What to work on: Your task is to repeat, word for word, the line containing "like [364, 177]." and all lines that follow it to the end of the material, and no other lines.

Provided entries:
────────────────────

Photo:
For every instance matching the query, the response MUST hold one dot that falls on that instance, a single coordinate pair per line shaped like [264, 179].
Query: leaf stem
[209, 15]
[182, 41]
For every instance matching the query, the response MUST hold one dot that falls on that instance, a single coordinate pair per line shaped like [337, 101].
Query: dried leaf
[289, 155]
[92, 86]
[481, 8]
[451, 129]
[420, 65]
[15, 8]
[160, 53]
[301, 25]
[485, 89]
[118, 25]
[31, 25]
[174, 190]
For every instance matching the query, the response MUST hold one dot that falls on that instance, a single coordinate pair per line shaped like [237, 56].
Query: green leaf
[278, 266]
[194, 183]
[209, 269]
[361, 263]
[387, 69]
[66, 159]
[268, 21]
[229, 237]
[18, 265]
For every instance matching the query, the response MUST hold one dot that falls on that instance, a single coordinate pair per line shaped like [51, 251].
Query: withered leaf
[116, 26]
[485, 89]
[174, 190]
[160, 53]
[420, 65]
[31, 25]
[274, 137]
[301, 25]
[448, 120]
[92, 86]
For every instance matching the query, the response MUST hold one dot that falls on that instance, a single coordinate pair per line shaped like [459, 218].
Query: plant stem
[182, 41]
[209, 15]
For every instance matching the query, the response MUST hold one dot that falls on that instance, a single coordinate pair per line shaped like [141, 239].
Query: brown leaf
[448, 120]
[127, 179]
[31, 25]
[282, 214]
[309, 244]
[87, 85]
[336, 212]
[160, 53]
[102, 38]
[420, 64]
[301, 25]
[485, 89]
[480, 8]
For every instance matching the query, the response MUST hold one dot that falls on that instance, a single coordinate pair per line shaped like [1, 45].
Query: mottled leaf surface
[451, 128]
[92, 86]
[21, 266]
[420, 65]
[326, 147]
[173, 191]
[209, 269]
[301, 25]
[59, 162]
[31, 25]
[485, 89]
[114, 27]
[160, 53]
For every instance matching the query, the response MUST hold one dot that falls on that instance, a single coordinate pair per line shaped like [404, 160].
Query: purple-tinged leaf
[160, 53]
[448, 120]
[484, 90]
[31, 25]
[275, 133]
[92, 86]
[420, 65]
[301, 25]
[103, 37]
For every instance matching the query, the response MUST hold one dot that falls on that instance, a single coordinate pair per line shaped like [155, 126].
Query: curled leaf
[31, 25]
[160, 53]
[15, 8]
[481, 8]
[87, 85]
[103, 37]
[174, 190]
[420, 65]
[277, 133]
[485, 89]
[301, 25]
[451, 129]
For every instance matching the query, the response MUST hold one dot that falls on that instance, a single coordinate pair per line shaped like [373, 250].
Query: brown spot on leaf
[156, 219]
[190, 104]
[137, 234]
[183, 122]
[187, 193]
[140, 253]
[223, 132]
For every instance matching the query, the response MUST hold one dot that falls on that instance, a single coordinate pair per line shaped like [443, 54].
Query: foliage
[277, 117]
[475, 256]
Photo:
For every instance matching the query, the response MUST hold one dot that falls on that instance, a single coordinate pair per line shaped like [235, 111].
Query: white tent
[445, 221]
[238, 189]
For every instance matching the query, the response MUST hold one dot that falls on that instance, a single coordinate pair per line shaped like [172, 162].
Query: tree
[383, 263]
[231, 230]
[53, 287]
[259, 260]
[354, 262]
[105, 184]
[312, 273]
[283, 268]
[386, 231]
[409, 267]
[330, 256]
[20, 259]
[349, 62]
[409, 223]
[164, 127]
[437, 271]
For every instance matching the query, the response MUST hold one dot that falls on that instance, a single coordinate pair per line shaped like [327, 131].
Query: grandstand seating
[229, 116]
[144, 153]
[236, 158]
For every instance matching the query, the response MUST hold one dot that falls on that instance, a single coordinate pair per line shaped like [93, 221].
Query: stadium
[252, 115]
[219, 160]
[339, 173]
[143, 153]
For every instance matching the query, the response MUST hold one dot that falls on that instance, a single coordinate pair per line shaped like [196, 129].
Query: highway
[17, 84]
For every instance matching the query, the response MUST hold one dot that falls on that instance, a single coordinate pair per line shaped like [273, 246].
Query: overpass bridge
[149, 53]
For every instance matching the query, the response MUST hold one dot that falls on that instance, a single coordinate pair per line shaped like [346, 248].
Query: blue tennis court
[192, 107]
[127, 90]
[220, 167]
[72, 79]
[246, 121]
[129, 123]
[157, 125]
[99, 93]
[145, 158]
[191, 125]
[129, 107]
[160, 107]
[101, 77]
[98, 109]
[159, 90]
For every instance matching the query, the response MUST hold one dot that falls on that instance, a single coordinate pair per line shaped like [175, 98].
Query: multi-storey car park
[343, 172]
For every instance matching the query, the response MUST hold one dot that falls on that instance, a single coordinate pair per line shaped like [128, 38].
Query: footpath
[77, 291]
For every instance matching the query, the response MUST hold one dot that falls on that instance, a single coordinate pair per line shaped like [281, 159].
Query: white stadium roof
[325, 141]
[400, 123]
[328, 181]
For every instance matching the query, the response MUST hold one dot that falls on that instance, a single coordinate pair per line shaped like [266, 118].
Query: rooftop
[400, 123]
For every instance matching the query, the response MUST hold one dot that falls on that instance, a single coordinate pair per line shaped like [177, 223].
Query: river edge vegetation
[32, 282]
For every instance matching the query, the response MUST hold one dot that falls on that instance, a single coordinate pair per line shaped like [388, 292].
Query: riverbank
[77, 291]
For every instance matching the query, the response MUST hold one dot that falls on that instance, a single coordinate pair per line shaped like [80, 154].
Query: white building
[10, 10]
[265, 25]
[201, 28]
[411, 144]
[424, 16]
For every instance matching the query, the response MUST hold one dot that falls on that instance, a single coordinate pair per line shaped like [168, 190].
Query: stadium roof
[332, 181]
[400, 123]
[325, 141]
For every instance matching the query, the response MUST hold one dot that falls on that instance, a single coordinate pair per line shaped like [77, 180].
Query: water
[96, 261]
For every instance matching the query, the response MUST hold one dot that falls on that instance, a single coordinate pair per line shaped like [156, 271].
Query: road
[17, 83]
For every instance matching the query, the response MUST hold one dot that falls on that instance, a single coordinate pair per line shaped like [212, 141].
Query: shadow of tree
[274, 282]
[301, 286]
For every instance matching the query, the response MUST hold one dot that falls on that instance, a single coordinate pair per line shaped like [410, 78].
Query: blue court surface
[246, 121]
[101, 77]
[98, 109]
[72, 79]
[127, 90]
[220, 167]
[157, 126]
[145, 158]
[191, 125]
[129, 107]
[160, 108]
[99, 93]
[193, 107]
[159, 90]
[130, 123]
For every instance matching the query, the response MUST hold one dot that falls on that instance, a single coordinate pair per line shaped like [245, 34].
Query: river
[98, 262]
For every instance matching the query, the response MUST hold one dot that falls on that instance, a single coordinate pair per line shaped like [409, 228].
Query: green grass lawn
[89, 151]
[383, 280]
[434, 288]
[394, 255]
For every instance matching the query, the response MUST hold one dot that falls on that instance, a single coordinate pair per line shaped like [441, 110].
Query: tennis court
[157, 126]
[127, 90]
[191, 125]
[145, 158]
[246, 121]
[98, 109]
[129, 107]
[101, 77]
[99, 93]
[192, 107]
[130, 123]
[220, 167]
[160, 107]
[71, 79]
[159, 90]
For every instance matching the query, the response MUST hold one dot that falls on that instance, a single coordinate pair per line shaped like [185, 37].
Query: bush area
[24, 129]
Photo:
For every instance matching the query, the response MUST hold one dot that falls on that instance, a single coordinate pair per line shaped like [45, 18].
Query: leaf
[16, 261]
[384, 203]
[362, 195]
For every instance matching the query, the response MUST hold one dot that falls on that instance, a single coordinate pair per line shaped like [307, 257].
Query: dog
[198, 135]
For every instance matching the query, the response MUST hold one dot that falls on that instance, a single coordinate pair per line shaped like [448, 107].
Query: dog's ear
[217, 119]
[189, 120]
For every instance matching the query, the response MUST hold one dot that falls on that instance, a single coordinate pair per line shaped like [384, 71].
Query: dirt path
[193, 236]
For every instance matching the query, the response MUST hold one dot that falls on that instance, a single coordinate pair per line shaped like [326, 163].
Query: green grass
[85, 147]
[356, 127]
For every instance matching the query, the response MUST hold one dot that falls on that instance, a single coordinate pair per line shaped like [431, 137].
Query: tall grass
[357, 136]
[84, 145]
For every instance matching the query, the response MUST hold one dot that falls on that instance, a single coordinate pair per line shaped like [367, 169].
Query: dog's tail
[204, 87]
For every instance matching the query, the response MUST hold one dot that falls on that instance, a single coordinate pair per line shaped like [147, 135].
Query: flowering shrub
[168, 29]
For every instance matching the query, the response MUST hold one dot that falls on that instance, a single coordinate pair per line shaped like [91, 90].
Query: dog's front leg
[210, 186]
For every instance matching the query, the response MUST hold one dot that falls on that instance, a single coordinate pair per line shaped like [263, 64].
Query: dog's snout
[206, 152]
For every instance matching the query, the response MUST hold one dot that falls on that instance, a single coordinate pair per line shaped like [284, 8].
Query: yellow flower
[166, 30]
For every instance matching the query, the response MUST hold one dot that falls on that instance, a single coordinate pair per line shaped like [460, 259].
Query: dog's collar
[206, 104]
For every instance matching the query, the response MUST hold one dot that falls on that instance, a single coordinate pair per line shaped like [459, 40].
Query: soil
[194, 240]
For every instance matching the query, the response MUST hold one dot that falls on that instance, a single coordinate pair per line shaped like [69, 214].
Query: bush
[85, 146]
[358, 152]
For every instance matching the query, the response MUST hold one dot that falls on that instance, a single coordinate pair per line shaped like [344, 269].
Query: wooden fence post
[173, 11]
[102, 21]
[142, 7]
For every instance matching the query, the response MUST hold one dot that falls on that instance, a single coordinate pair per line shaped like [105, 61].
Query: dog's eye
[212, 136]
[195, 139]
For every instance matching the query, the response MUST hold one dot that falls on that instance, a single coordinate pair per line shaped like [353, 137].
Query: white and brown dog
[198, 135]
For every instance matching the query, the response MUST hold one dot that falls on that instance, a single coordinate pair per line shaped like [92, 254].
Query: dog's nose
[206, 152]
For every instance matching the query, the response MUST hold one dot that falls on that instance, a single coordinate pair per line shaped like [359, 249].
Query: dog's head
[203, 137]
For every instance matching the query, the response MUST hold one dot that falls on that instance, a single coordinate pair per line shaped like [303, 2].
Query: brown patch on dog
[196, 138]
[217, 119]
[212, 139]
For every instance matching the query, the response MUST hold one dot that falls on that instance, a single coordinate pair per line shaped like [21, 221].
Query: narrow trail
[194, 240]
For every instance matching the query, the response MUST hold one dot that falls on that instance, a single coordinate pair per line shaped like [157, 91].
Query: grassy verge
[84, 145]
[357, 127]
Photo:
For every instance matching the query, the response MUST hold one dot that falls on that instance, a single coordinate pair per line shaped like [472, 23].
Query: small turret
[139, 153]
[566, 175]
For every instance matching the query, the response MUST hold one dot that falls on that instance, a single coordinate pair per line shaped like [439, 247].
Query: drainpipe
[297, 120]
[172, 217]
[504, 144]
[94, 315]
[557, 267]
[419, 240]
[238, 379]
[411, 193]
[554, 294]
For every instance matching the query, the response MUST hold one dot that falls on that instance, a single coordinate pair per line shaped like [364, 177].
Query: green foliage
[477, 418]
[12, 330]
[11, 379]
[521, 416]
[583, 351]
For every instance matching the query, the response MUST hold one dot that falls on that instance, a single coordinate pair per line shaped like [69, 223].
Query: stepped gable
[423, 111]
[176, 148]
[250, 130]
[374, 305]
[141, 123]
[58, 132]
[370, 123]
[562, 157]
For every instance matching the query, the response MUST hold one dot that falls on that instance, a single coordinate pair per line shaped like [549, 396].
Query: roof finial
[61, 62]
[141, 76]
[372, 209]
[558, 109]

────────────────────

Output of the task:
For every instance matching the query, the response MUST hold one dot that falls on that instance, a single coordinate pair per line shaped like [364, 177].
Query: green foliage
[477, 418]
[12, 330]
[11, 379]
[521, 416]
[583, 351]
For every instance matching the query, the response MUST hold one dot that falls on that instance, a single coordinate pair per line shaped like [69, 223].
Query: stepped gable
[423, 111]
[176, 148]
[250, 130]
[374, 305]
[141, 123]
[58, 132]
[370, 123]
[562, 157]
For every instance matching the query, the response MUST hold one dot that falls on that instance, a single coordinate pair per line shaped like [549, 396].
Query: roof finial
[61, 62]
[141, 76]
[372, 209]
[558, 109]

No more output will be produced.